DIRECTIONS FOR THIS TASK:
The result should be the line with "Given the image" followed by every remaining line of the entries, each reproduced exactly, with nothing else.

Entries taken from a collection:
────────────────────────────────────────

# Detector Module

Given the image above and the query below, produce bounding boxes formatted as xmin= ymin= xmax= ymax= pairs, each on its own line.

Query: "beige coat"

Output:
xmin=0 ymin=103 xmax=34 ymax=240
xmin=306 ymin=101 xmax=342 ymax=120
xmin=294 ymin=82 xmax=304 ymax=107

────────────────────────────────────────

SOLUTION TO THIS TASK:
Given the image above and the query below, produce bounding boxes formatted as xmin= ymin= xmax= ymax= pairs, each on its own line.

Query: "beige coat"

Output:
xmin=0 ymin=103 xmax=34 ymax=240
xmin=306 ymin=101 xmax=342 ymax=120
xmin=294 ymin=82 xmax=304 ymax=107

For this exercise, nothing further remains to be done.